#### Qué se pide:
Cita tal cual el pasaje del texto de estudio que comienza en las palabras "Cuando los veo, multiplicados" y acaba después de "mascarilla una feria.".

··· Texto de estudio

Día 95. Creí que lo que nos han vendido como nueva normalidad traería a nuestras vidas individuales y colectivas lo que dice la primera palabra de esta expresión, algunos gestos diferentes, un soplo de aire fresco. Como podría ser, en mi caso particular, algo tan sencillo como sacar la cabeza de la pantalla del móvil mientras voy en la guagua. Me lo prometí mil veces durante el confinamiento, nunca más perderé el tiempo con tonterías, nunca más me perderé el paisaje, aunque sea el de siempre, para no perderme algo que, la puritita verdad, no me interesa tanto. Y sin embargo, en cuanto me relajé un poco volví a las andadas. La única promesa que he mantenido intacta respecto al teléfono es no hablar mientras voy caminando. Porque me cansa, porque no me apetece ese diálogo que parece de locos y si encima tengo la mascarilla puesta es mucho más complicado.
La mascarilla. Es lo más nuevo, diría que lo más novelero, de esta presunta normalidad a lo que nos encaminamos. También el lavado de manos, pero la verdad, ni tiene glamur por mucho Chanel número cinco que le pongan, ni se nota cuando te sacan una foto. Las mascarillas, por contra, se ven por todas partes: ahora ya no solo lucen en cualquier esquina de la anatomía humana, también en mitad de la calle, en la arena, en el mar, en los barrancos. Y en los rostros de nuestros queridos políticos y profesionales de la vida pública especializados en sacar tajada de todo, que han retomado su vieja normalidad con fuerza, la de inaugurar hasta el bordillo de la acera, enfundados ahora con el uniforme oficial, como si fuera una pancarta, una proclama: “nosotros somos como tú”, parecen decirnos, “remamos juntos, con mascarilla y todo”.
Cuando los veo, multiplicados hasta el infinito con versiones del embozado para todos los gustos, me pregunto qué parte del mensaje que nos lanzaron sin ton ni son durante los últimos meses, eso de que las verdaderas protagonistas son las personas, las anónimas, las que han vivido y siguen viviendo en directo las consecuencias del virus y de la crisis en la que nos ha sumido, no han entendido. Ilusa de mí, creí que se lo iban a tomar en serio y, sin embargo, hacen de la mascarilla una feria.
La de su vanidad, que les impide dejarse de lucimientos personales, que les impulsa, ciegos y sordos, a aprovechar -pongamos que sin intención- el dolor y el sufrimiento ajeno para tener sus dos segundos de gloria. Lo sé porque alguna vez, hace no tanto tiempo, yo formé parte en la trastienda de la maquinaria destinada a lanzar mensajes públicos. Lo que nunca me imaginé es que viviríamos una pandemia, con consecuencias dramáticas que desdibujan presentes y futuros de millones de personas, y que muchos los que tienen que dar ejemplo, digamos que dar un paso atrás para guardar las distancia o el respeto debido, no se curarían de lo suyo ni un poquito.
(Propuesta musical de Manolo Benítez).

······
··· Datos registrados

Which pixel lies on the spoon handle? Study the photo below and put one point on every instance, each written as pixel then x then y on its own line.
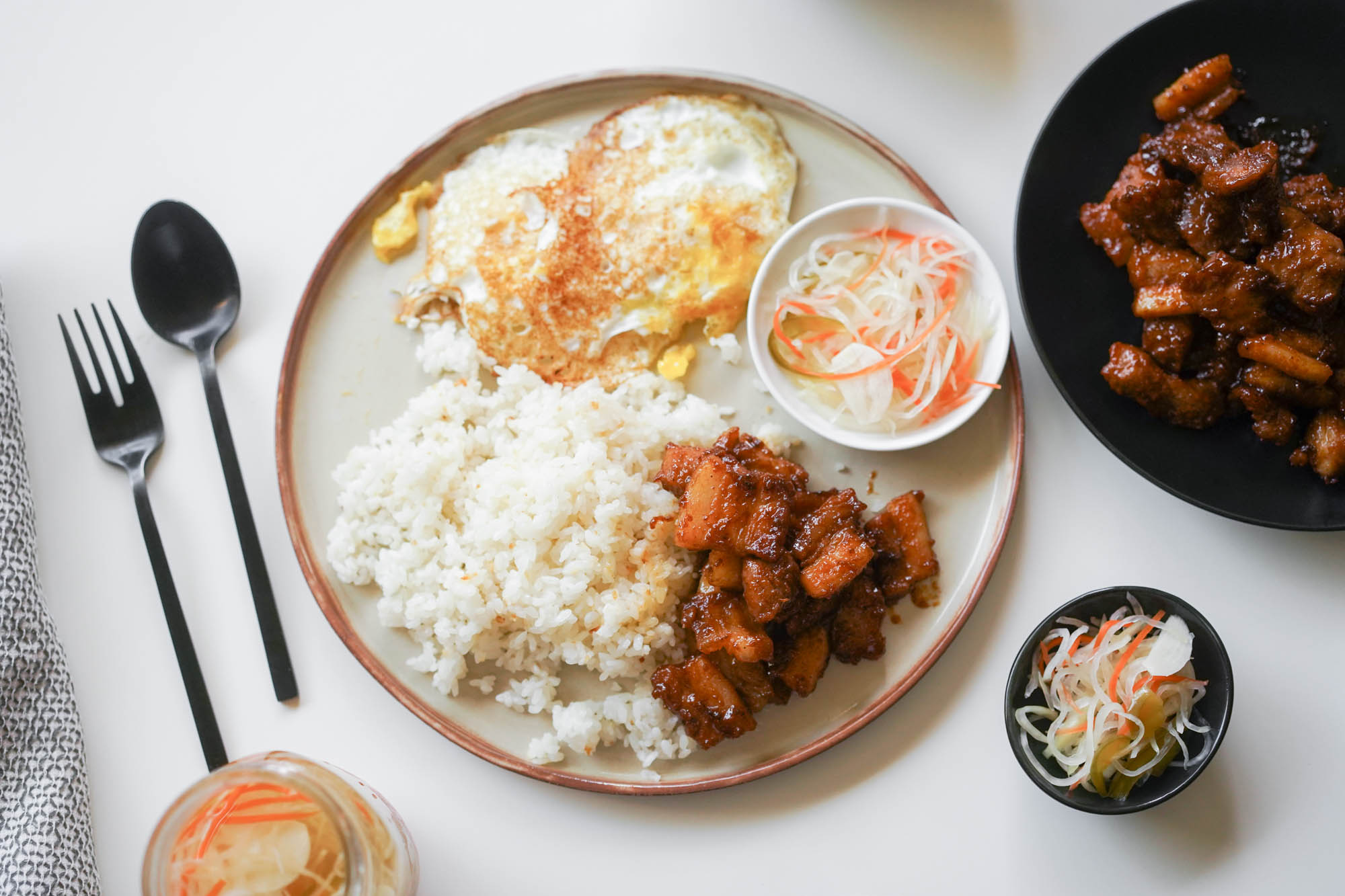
pixel 198 697
pixel 272 634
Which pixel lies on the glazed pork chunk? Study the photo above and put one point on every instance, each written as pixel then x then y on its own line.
pixel 790 577
pixel 708 704
pixel 1237 272
pixel 900 536
pixel 1195 404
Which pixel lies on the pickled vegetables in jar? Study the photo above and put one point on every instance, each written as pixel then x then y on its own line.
pixel 280 825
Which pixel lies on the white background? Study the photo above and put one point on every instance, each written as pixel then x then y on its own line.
pixel 272 120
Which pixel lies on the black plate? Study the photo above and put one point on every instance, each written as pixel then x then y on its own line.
pixel 1292 61
pixel 1208 658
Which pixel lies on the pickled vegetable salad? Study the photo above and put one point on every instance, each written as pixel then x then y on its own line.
pixel 1120 694
pixel 882 329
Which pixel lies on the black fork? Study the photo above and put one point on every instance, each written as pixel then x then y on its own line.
pixel 127 435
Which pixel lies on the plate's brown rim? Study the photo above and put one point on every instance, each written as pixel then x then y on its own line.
pixel 330 604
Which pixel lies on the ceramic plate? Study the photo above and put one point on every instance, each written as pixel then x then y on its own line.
pixel 1077 303
pixel 349 369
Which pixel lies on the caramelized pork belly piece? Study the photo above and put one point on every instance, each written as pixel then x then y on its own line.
pixel 1101 220
pixel 1195 404
pixel 753 454
pixel 1320 200
pixel 1168 341
pixel 767 532
pixel 805 659
pixel 1235 224
pixel 903 522
pixel 1151 209
pixel 716 506
pixel 843 557
pixel 1231 295
pixel 1324 447
pixel 728 506
pixel 790 576
pixel 769 585
pixel 837 510
pixel 707 702
pixel 1153 264
pixel 1204 88
pixel 1315 345
pixel 857 627
pixel 829 546
pixel 1242 171
pixel 720 620
pixel 680 463
pixel 1190 145
pixel 1105 228
pixel 1308 261
pixel 723 569
pixel 1286 389
pixel 1277 353
pixel 751 680
pixel 1163 300
pixel 804 612
pixel 1272 421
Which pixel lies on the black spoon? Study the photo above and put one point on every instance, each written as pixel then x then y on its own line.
pixel 188 288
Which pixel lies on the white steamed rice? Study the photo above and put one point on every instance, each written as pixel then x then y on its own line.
pixel 509 526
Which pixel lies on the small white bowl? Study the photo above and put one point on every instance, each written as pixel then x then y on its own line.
pixel 864 214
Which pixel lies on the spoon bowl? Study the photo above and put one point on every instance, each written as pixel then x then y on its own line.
pixel 185 279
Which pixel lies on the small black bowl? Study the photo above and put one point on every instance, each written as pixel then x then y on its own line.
pixel 1210 659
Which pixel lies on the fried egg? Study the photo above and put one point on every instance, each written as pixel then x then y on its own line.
pixel 661 217
pixel 490 185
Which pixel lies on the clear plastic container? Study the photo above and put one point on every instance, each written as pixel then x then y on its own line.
pixel 280 825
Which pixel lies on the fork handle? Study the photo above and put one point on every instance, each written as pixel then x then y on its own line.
pixel 268 618
pixel 208 729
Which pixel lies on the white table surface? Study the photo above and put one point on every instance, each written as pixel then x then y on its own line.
pixel 274 119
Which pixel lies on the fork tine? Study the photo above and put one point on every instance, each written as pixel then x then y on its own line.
pixel 81 378
pixel 112 356
pixel 138 372
pixel 93 356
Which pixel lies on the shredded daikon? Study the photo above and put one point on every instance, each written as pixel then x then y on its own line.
pixel 1120 693
pixel 882 329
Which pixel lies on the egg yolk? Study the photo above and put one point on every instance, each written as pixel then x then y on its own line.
pixel 675 361
pixel 396 229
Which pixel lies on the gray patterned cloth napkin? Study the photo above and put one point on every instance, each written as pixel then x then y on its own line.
pixel 46 845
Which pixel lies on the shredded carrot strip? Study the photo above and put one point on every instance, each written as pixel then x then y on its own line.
pixel 225 807
pixel 1130 651
pixel 1102 633
pixel 248 819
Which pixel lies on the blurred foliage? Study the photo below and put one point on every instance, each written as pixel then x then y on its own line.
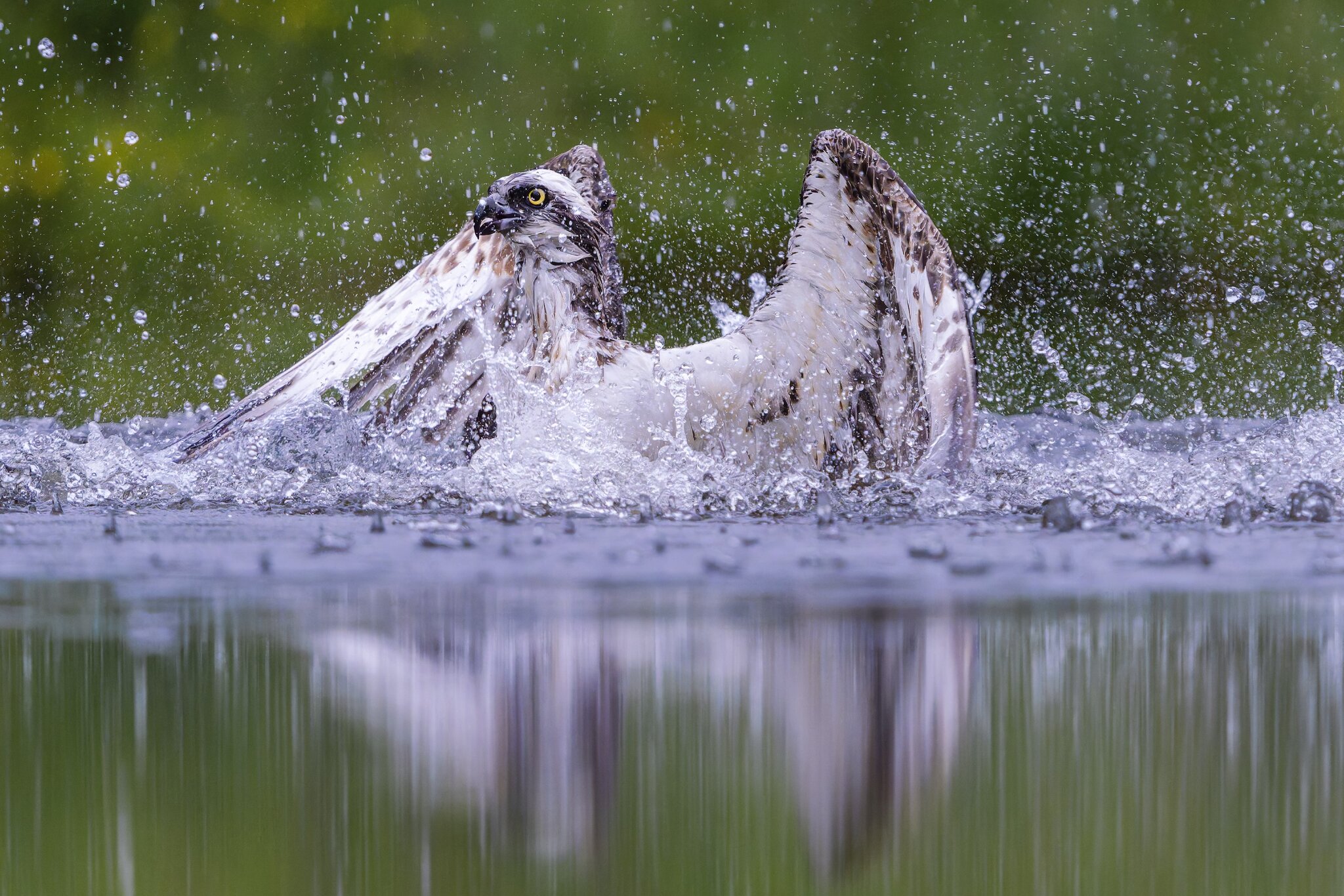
pixel 219 766
pixel 1114 167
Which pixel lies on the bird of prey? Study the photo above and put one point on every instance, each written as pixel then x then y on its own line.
pixel 859 354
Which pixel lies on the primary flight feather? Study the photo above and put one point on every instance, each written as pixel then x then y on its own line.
pixel 860 352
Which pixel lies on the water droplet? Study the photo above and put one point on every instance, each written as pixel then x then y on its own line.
pixel 760 287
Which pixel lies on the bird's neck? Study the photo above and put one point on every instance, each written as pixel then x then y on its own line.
pixel 565 302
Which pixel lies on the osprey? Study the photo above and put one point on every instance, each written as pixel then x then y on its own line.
pixel 860 352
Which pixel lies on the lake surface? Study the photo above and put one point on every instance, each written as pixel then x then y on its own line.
pixel 1106 659
pixel 241 703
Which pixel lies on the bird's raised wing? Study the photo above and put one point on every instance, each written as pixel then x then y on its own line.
pixel 415 354
pixel 862 346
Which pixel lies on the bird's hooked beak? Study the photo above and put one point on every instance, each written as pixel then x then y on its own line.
pixel 494 216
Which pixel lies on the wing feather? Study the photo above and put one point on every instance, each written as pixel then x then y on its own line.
pixel 863 344
pixel 415 352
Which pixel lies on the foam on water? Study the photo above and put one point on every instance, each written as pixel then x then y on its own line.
pixel 551 456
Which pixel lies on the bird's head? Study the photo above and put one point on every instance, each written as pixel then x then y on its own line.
pixel 545 211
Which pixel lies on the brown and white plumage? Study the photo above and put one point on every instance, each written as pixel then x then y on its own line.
pixel 415 352
pixel 859 354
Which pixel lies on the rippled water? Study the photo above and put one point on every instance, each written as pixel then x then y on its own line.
pixel 551 460
pixel 316 665
pixel 351 739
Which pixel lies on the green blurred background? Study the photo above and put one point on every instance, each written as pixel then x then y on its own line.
pixel 1114 167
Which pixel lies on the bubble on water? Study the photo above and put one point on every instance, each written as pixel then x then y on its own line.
pixel 1078 403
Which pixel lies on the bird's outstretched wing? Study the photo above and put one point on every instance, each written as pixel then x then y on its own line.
pixel 415 354
pixel 863 343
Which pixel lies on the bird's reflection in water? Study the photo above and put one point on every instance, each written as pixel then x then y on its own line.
pixel 524 724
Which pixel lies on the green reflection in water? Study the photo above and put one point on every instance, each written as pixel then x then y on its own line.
pixel 1116 167
pixel 1169 747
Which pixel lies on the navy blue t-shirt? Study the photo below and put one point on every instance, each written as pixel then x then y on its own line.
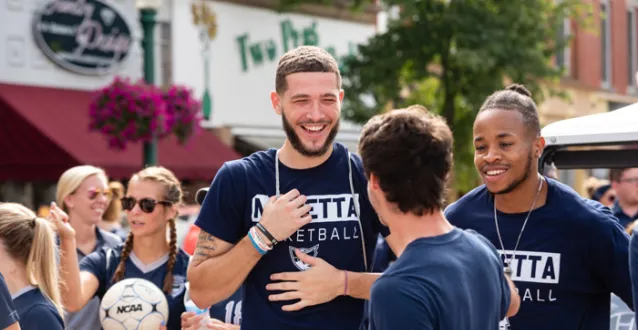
pixel 572 255
pixel 229 310
pixel 234 204
pixel 36 311
pixel 103 268
pixel 633 266
pixel 453 281
pixel 8 313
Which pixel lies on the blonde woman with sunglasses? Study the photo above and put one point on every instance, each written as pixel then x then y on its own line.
pixel 83 194
pixel 150 203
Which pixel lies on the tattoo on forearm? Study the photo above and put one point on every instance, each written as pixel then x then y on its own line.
pixel 206 246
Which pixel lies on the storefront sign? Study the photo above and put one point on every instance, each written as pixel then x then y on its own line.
pixel 83 36
pixel 257 52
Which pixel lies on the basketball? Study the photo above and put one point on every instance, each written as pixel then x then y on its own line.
pixel 133 303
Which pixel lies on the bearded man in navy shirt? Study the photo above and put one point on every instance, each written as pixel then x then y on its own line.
pixel 566 254
pixel 294 226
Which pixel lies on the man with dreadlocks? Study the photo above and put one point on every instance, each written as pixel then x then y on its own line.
pixel 151 205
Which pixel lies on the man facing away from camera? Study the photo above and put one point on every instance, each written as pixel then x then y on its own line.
pixel 444 277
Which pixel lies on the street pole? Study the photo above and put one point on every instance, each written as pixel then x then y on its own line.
pixel 147 18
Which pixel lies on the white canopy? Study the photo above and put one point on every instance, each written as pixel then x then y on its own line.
pixel 616 126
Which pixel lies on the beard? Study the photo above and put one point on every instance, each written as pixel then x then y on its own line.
pixel 296 143
pixel 517 182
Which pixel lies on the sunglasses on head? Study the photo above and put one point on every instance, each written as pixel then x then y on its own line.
pixel 94 193
pixel 147 205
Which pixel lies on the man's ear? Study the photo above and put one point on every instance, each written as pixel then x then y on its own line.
pixel 539 145
pixel 276 102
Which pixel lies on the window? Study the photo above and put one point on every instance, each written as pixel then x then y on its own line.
pixel 563 56
pixel 605 43
pixel 166 55
pixel 632 57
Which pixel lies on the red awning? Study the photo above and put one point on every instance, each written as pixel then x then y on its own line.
pixel 46 130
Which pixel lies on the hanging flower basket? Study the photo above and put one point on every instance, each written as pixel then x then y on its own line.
pixel 132 112
pixel 128 112
pixel 183 111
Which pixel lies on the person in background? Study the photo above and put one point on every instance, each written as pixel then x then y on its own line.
pixel 112 219
pixel 28 263
pixel 83 194
pixel 600 191
pixel 624 181
pixel 150 251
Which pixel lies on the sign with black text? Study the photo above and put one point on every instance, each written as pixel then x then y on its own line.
pixel 83 36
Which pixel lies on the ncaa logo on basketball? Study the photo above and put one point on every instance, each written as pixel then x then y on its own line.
pixel 313 252
pixel 129 308
pixel 179 282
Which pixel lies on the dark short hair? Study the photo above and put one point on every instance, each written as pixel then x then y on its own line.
pixel 410 151
pixel 615 174
pixel 516 97
pixel 304 59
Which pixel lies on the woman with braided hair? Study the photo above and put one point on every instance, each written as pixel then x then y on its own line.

······

#### Solución propuesta:
Cuando los veo, multiplicados hasta el infinito con versiones del embozado para todos los gustos, me pregunto qué parte del mensaje que nos lanzaron sin ton ni son durante los últimos meses, eso de que las verdaderas protagonistas son las personas, las anónimas, las que han vivido y siguen viviendo en directo las consecuencias del virus y de la crisis en la que nos ha sumido, no han entendido. Ilusa de mí, creí que se lo iban a tomar en serio y, sin embargo, hacen de la mascarilla una feria.